RECORDS FOR PROCESSING:
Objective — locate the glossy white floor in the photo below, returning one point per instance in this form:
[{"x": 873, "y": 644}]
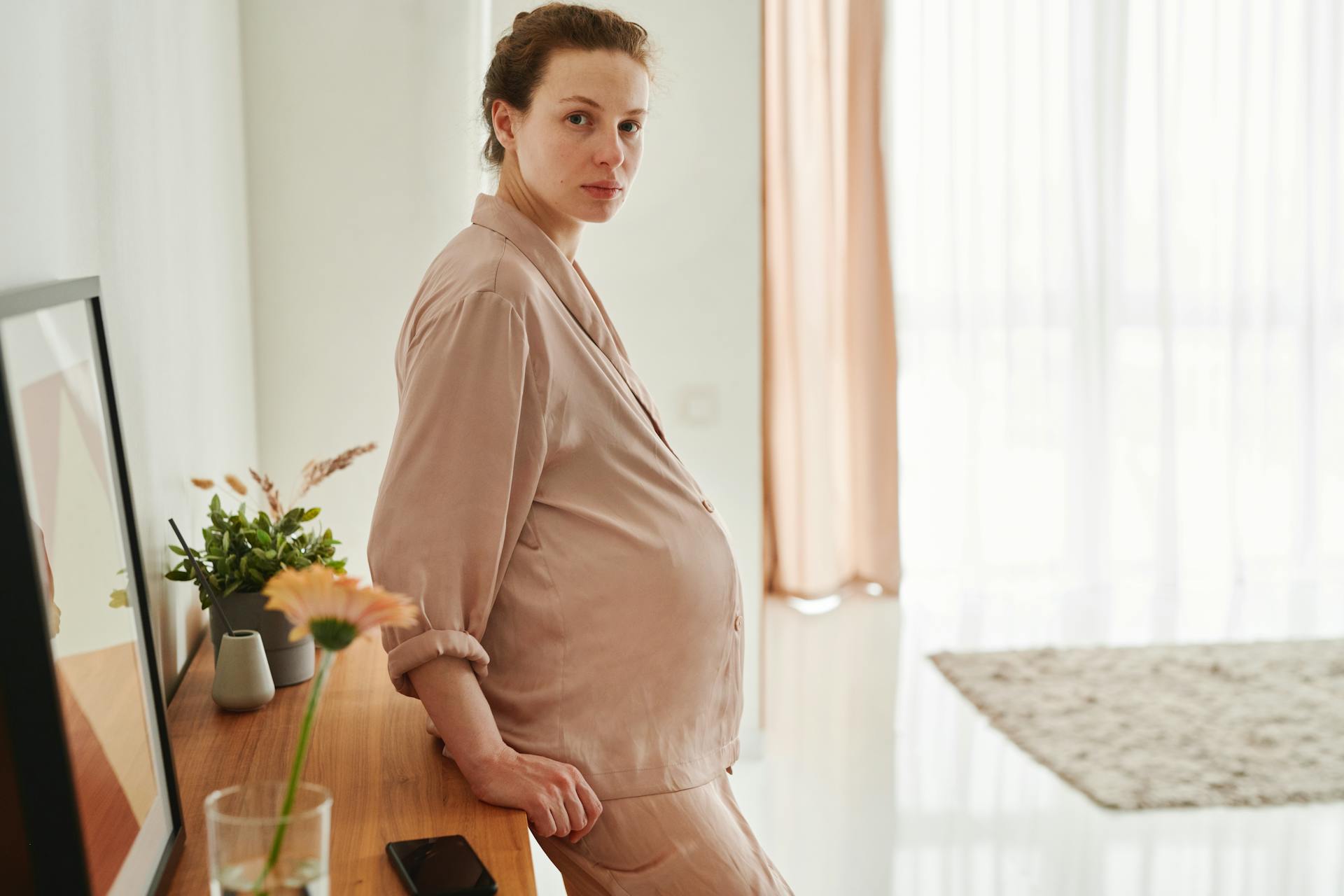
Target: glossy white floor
[{"x": 879, "y": 778}]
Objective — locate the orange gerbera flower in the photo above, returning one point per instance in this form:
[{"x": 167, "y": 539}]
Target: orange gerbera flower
[{"x": 335, "y": 608}]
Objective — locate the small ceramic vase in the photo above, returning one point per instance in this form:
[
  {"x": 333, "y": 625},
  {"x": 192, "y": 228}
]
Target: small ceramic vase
[{"x": 242, "y": 676}]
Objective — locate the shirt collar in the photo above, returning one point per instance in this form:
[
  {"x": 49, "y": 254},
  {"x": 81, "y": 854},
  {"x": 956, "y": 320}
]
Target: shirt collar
[
  {"x": 565, "y": 277},
  {"x": 569, "y": 282}
]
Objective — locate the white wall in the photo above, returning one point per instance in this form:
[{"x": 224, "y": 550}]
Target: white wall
[
  {"x": 362, "y": 146},
  {"x": 121, "y": 156}
]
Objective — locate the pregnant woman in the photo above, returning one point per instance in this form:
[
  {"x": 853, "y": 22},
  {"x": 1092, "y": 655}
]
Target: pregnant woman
[{"x": 580, "y": 645}]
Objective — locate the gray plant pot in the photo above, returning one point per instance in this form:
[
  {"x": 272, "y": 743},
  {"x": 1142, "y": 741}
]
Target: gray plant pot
[{"x": 290, "y": 662}]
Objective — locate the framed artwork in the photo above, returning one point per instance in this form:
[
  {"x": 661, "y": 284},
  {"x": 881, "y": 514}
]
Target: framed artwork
[{"x": 88, "y": 790}]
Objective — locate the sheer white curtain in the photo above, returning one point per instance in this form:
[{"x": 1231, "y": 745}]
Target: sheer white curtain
[{"x": 1120, "y": 298}]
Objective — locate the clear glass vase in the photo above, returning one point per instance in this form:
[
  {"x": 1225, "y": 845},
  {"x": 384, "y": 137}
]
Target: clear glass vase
[{"x": 241, "y": 827}]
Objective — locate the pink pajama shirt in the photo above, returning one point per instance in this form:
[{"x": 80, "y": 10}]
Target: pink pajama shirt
[{"x": 534, "y": 510}]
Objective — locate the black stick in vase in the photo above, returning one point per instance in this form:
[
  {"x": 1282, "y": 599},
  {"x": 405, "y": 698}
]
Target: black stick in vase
[{"x": 201, "y": 574}]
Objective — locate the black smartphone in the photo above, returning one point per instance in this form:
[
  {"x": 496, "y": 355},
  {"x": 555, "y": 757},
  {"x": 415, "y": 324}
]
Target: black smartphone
[{"x": 441, "y": 867}]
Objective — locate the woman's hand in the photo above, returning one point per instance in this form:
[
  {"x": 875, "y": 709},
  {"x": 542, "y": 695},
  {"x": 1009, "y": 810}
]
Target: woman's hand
[{"x": 556, "y": 798}]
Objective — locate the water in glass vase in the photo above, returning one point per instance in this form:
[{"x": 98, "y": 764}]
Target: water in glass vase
[{"x": 289, "y": 878}]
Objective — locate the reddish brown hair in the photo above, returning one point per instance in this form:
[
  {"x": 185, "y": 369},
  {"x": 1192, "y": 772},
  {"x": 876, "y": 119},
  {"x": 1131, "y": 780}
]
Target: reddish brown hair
[{"x": 521, "y": 55}]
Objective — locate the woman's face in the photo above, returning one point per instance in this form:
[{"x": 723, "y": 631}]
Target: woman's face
[{"x": 585, "y": 130}]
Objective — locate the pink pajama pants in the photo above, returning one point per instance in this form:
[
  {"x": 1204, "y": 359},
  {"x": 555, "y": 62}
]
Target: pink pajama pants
[{"x": 691, "y": 841}]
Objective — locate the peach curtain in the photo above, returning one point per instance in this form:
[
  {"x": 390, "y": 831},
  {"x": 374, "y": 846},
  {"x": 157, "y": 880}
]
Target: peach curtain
[{"x": 830, "y": 349}]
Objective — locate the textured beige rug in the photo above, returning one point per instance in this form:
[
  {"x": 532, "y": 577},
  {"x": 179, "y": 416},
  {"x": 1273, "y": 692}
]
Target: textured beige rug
[{"x": 1224, "y": 724}]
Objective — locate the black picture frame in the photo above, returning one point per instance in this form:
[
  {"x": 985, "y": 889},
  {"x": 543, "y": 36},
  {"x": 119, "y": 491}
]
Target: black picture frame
[{"x": 41, "y": 839}]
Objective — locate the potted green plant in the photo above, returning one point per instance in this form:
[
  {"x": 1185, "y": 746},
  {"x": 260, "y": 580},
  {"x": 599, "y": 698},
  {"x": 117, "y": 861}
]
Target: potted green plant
[{"x": 242, "y": 554}]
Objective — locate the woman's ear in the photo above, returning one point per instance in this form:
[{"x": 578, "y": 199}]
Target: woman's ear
[{"x": 503, "y": 118}]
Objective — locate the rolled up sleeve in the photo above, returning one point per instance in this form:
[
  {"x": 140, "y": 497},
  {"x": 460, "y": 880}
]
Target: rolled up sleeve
[{"x": 461, "y": 473}]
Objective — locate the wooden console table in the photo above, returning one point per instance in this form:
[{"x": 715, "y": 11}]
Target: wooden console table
[{"x": 387, "y": 776}]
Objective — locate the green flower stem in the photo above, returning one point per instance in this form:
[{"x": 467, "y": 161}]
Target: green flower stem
[{"x": 300, "y": 755}]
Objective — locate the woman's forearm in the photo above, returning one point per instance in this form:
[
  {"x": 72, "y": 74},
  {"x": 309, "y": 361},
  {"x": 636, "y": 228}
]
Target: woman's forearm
[{"x": 454, "y": 699}]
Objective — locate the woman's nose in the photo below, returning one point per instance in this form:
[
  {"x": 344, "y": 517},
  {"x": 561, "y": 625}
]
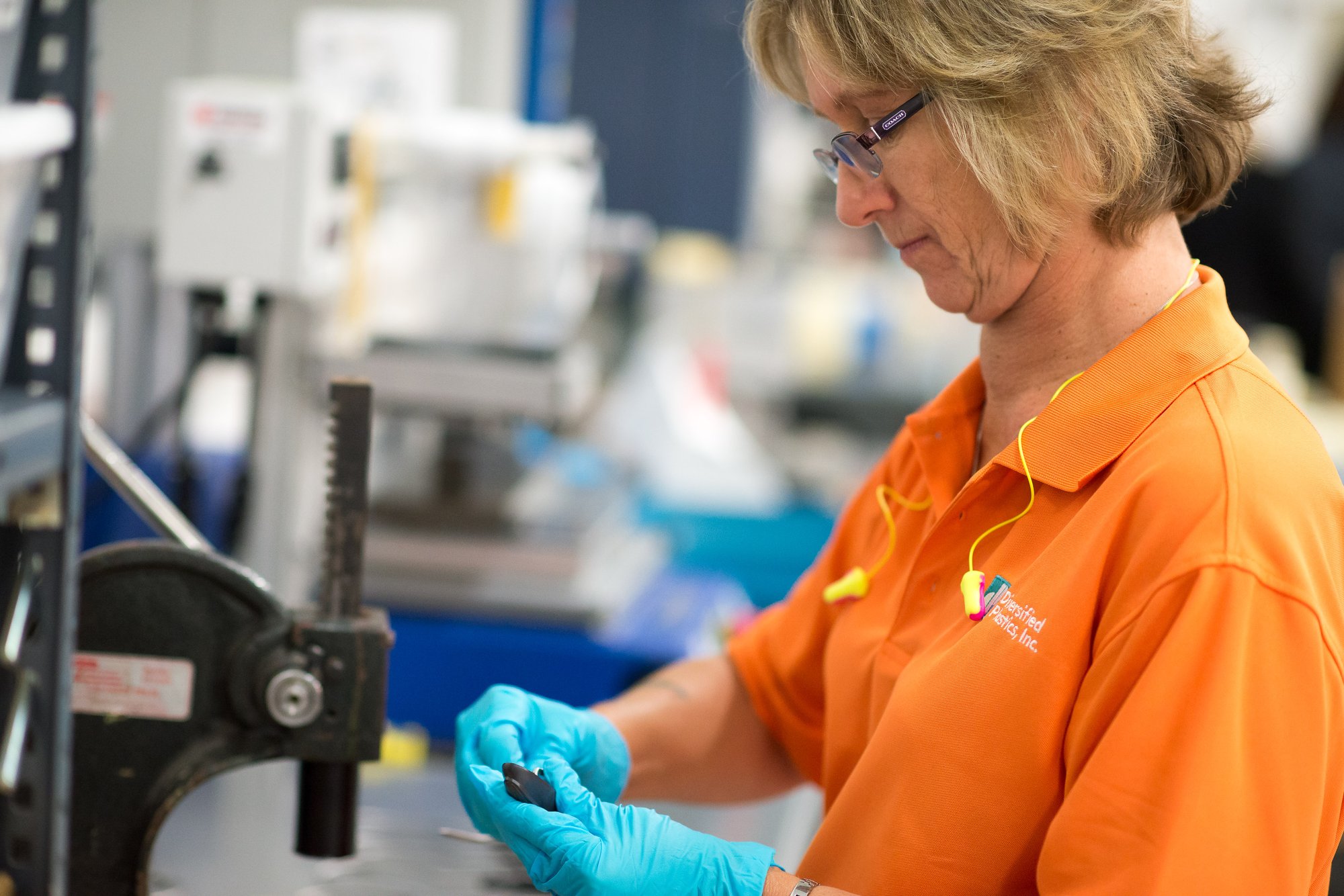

TASK DESCRIPTION:
Where a record above holds a picture, drop the picture and print the rest exactly.

ANSWER SPACE:
Objective — locate the glossy white floor in the photo below, returning one point per instance in this form:
[{"x": 873, "y": 644}]
Target: glossy white floor
[{"x": 879, "y": 778}]
Objective — locate the orange gerbera flower in the photo above, returning one point per instance in this form:
[{"x": 167, "y": 539}]
Target: orange gerbera flower
[{"x": 335, "y": 608}]
Objective — locate the small ceramic vase in the photo above, returning one point per instance in this form:
[
  {"x": 333, "y": 625},
  {"x": 192, "y": 228}
]
Target: small ceramic vase
[{"x": 242, "y": 676}]
Objective — locate the shirt collar in the photo above, returning one point per instance in this form:
[
  {"x": 49, "y": 254},
  {"x": 81, "y": 854},
  {"x": 956, "y": 320}
]
Target: shirt collar
[
  {"x": 565, "y": 277},
  {"x": 569, "y": 282}
]
Objective — locate the white wall in the photo above, returning one point per instance in this form:
[{"x": 224, "y": 550}]
Target: white wall
[
  {"x": 362, "y": 146},
  {"x": 121, "y": 156}
]
Objective — locate the pregnant woman in the photo above, returning one point per instance in this form:
[
  {"x": 853, "y": 22},
  {"x": 1092, "y": 655}
]
Target: pregnant woman
[{"x": 580, "y": 645}]
Objective — locate the gray plant pot in the photo above, returning one point per instance in this form:
[
  {"x": 272, "y": 743},
  {"x": 1142, "y": 741}
]
Target: gray plant pot
[{"x": 290, "y": 662}]
Objective — locate the framed artwork in the photo above, returning one point per instance in this form:
[
  {"x": 661, "y": 284},
  {"x": 881, "y": 514}
]
Target: framed artwork
[{"x": 88, "y": 790}]
Objective — locate the sheer white curtain in the photo above, returning one point per instance in this form:
[{"x": 1231, "y": 745}]
Target: sheer white curtain
[{"x": 1120, "y": 298}]
Objective — locate the clear glass vase in the photo above, returning one point per instance in this form:
[
  {"x": 1225, "y": 845},
  {"x": 384, "y": 137}
]
Target: clear glass vase
[{"x": 241, "y": 827}]
Objective — locate the pink pajama shirt in the photo above, returning one point per instance in this form:
[{"x": 80, "y": 10}]
Target: pink pajama shirt
[{"x": 534, "y": 510}]
Objective — locate the black stick in vase in the photo above, returning one point per instance in this form:
[
  {"x": 1282, "y": 599},
  {"x": 405, "y": 698}
]
Target: black stick in vase
[{"x": 201, "y": 574}]
Objective — locate the black smartphone in the photo above, returning one point per instance in this form:
[
  {"x": 496, "y": 355},
  {"x": 555, "y": 757},
  {"x": 415, "y": 324}
]
Target: black smartphone
[{"x": 441, "y": 867}]
Objective — locate the woman's hand in the photo above, returning one point per instance in this form:
[
  {"x": 875, "y": 709},
  {"x": 542, "y": 695},
  {"x": 1009, "y": 810}
]
Target: woman's hand
[{"x": 556, "y": 798}]
Objective — locate the water in glass vase in the photo above, returning one point per instance in this form:
[{"x": 98, "y": 764}]
Target: water in glass vase
[{"x": 289, "y": 878}]
Objective — locate the reddish brown hair in the photo above, returning one point per instance in this form:
[
  {"x": 185, "y": 369},
  {"x": 1192, "y": 772},
  {"x": 876, "y": 119},
  {"x": 1131, "y": 780}
]
Target: reddish brown hair
[{"x": 521, "y": 55}]
Objective — locate the woman's face in the photo above, returning one point per instance in this form:
[{"x": 723, "y": 631}]
Target: woman's face
[{"x": 585, "y": 130}]
Objective — locate the pink pajama pants in the photo above, returning one point per instance in this form:
[
  {"x": 1204, "y": 359},
  {"x": 555, "y": 62}
]
Target: pink pajama pants
[{"x": 691, "y": 841}]
Objective — locate the peach curtain in the photo above, returning one point per instance in this form:
[
  {"x": 390, "y": 831},
  {"x": 374, "y": 846},
  {"x": 157, "y": 880}
]
Target: peach curtain
[{"x": 830, "y": 349}]
Objective — locate the textured beige rug in the photo above, returning one point per instance in this form:
[
  {"x": 532, "y": 577},
  {"x": 179, "y": 416},
  {"x": 1273, "y": 692}
]
Target: textured beige rug
[{"x": 1224, "y": 724}]
Objective — locate the black picture frame in the photo above, returning one point per instance in this form:
[
  {"x": 985, "y": 889},
  {"x": 543, "y": 36},
  {"x": 119, "y": 491}
]
Target: black picture frame
[{"x": 41, "y": 839}]
Objective — locate the potted green plant in the photo above, returning one point per instance in this form:
[
  {"x": 1185, "y": 746},
  {"x": 260, "y": 580},
  {"x": 599, "y": 698},
  {"x": 117, "y": 861}
]
Target: potted green plant
[{"x": 242, "y": 554}]
Objective — locate the woman's ear in the photo above, returning one point per instance in this form:
[{"x": 578, "y": 199}]
Target: woman's ear
[{"x": 503, "y": 118}]
Objective — locate the rolled up sleeve in the photo above, returning one point per instance in this form:
[
  {"x": 140, "y": 497},
  {"x": 460, "y": 880}
]
Target: rolled up sleeve
[{"x": 461, "y": 473}]
Objective — locate the wooden console table in the photo above, returning one point per instance in this form:
[{"x": 715, "y": 11}]
Target: wooden console table
[{"x": 387, "y": 776}]
Objective — locate the green flower stem in the photo above, returning one point per instance in this form:
[{"x": 467, "y": 161}]
Target: green flower stem
[{"x": 300, "y": 755}]
Objective — locate the woman's forearm in the photo above, returning one point per instance in this form:
[
  {"x": 72, "y": 74},
  {"x": 309, "y": 361},
  {"x": 636, "y": 228}
]
Target: woman's forearm
[{"x": 454, "y": 699}]
Objective — locate the woman's nose in the photo below, returning one point per instance in this form:
[
  {"x": 344, "y": 517},
  {"x": 561, "y": 625}
]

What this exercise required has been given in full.